**TEXT EXCERPT**
-- Begin --
While personal loans can ease your finances temporarily, it’s essential to budget out a monthly sum and pay them off on time so you can be debt-free.
Finances, money and numbers can get quite confusing but the first step to applying for a loan is to know how to calculate your personal loan eligibility. When paying back your loan, everyone wants to know how to reduce their personal loan EMI. But what exactly is that and how do you do it? Let’s break it down.
To start off, should you get a personal loan from banks or money lenders? Well, ultimately it’ll depend on your eligibility criteria. This differs depending on whether you’re borrowing from local banks or licensed money lenders.
After confirming your eligibility, you’ll want to shop around for loans and find out the personal loan EMI for each loan offer you obtain.
|Bank||Licensed Money Lender|
|Borrowing sum||Up to 10 times monthly income||Up to 6 times monthly income|
|Credit assessment||Requires a good credit score||May not require a good credit score|
|Minimum income requirement (personal loan)||At least $20,000/year||Possible to get a loan with an income of less than $10,000/ year|
Banks have a minimum annual income requirement of $20,000 or $30,000 that you must meet.
-- End --
**DATA LINES**
-- Begin --
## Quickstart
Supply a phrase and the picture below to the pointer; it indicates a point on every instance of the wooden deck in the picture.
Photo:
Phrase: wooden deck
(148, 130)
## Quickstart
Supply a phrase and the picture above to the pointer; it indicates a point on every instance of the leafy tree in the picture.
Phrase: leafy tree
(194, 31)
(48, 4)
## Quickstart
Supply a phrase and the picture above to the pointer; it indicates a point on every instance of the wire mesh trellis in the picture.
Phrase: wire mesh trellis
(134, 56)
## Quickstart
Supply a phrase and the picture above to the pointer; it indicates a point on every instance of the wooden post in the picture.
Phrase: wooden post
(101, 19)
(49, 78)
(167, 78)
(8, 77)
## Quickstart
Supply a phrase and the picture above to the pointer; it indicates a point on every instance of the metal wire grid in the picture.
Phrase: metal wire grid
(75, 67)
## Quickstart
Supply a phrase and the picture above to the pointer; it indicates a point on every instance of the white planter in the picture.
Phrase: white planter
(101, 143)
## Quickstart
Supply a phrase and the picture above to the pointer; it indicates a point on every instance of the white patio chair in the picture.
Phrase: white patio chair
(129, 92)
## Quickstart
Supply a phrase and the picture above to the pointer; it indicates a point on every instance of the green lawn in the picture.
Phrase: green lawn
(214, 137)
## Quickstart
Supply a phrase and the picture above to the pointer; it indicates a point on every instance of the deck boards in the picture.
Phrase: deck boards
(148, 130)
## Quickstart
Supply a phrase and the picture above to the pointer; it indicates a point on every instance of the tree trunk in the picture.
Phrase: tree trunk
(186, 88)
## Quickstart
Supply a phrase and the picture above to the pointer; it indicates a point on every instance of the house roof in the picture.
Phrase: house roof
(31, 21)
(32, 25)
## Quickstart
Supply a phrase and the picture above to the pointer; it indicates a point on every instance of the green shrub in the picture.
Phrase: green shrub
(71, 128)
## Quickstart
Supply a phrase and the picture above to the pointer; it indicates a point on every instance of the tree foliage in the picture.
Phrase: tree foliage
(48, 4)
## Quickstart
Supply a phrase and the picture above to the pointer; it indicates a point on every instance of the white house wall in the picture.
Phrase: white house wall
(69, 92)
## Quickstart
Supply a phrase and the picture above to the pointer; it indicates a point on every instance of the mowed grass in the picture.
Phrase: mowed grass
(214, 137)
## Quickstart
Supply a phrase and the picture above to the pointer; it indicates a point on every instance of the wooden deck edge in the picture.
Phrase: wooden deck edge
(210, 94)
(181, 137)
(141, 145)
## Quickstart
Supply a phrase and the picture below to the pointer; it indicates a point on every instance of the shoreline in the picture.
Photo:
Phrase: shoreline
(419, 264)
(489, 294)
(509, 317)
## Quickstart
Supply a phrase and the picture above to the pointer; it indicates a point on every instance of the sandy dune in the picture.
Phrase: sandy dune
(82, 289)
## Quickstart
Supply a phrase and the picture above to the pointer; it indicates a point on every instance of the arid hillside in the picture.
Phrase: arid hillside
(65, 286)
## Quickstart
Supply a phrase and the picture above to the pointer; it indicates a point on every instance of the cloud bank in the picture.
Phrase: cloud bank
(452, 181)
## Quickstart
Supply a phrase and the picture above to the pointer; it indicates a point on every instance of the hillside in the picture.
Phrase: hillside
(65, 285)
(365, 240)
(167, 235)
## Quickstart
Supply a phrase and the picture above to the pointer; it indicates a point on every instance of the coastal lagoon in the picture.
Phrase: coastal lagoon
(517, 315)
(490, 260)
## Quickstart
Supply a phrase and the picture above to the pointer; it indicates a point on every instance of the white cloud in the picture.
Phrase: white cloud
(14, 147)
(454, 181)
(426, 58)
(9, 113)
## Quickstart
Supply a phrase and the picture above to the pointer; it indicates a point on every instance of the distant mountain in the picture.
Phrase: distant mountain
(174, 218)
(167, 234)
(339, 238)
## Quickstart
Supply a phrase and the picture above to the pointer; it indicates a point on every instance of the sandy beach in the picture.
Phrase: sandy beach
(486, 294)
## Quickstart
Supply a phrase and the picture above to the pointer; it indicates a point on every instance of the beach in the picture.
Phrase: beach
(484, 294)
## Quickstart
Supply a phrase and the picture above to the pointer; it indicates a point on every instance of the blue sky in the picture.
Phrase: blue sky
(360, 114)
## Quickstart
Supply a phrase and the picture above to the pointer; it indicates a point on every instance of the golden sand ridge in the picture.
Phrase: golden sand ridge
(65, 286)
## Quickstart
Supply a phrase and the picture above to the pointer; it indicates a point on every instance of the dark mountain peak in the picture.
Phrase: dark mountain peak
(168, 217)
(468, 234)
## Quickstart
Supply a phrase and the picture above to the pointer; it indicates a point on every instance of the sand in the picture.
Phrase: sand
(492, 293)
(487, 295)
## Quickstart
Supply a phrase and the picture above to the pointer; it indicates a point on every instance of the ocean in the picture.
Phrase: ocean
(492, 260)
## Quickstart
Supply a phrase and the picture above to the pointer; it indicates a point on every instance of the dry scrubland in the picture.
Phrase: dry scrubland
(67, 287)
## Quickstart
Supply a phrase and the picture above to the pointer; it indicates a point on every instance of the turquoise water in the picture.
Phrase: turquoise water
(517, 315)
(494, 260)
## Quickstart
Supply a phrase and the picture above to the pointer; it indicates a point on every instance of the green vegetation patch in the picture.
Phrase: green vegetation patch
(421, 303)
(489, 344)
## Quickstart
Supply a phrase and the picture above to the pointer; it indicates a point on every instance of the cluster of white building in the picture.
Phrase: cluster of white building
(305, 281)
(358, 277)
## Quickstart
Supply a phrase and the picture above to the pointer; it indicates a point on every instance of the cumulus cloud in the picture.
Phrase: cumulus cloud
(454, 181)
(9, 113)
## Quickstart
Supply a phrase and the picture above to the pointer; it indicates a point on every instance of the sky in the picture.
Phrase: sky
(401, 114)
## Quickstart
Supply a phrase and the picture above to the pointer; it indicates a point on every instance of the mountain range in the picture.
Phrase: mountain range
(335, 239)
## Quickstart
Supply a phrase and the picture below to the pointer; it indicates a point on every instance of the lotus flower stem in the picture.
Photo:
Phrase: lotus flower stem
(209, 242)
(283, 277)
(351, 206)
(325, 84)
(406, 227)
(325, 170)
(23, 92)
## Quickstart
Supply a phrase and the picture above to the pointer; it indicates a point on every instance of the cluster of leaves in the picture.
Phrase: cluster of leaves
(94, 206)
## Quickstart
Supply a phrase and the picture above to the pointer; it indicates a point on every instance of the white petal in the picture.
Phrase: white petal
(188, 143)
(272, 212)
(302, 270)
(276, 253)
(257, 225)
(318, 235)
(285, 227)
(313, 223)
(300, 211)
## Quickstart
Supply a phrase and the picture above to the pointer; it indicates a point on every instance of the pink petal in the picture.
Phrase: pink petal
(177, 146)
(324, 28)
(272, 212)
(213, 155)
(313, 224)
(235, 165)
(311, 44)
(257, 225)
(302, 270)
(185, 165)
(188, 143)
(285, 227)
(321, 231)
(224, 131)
-- End --
**WORK TO COMPLETE**
a) Write out the part of the personal loan text starting with "To start off, should" and going on through "you must meet.".
b) Write what comes next in the personal loan text, picking up after its final sentence.

**ANSWER SET**
a)
To start off, should you get a personal loan from banks or money lenders? Well, ultimately it’ll depend on your eligibility criteria. This differs depending on whether you’re borrowing from local banks or licensed money lenders.
After confirming your eligibility, you’ll want to shop around for loans and find out the personal loan EMI for each loan offer you obtain.
|Bank||Licensed Money Lender|
|Borrowing sum||Up to 10 times monthly income||Up to 6 times monthly income|
|Credit assessment||Requires a good credit score||May not require a good credit score|
|Minimum income requirement (personal loan)||At least $20,000/year||Possible to get a loan with an income of less than $10,000/ year|
Banks have a minimum annual income requirement of $20,000 or $30,000 that you must meet.

b)
Your allowed borrowing sum is calculated based on your monthly income. Banks usually offer loans that are 4 – 6 times your monthly income but this can also go up to 10 times if you earn at least $120,000 per year.
Take note the legal loan limit is capped at 12 times your monthly income and this includes the sum of your unsecured personal loans and credit facilities across all banks and financial institutions in Singapore.
Licensed money lenders can provide loans to borrowers with an income of less than $10,000 annually.
The maximum money lenders can loan is 6 times your monthly income if you earn at least $20,000 per year. If your income is lower than $20,000, your borrowing sum will decrease.
An important takeaway: Your eligibility and borrowing sum can change depending on your credit history and existing loans. (Read up on MinLaw’s FAQ on borrowing from registered moneylenders to learn more.)
Some licensed money lenders will check your CBS credit report to get a better idea of all your existing financial liabilities before deciding on how much you can borrow or if you are even eligible to borrow!
EMI stands for equated monthly instalment. When taking up a loan, you will be given a personal loan EMI by your lender, which is the fixed monthly payment amount that you have to repay throughout your loan tenure.
The EMI includes the interest and principal amount so that you can fully pay off your loan by making these payments on a specific date each month.
Calculating your EMI will be different if you take a loan from a bank versus a licensed money lender. Banks use a flat interest rate calculation while money lenders use a reducing interest rate calculation.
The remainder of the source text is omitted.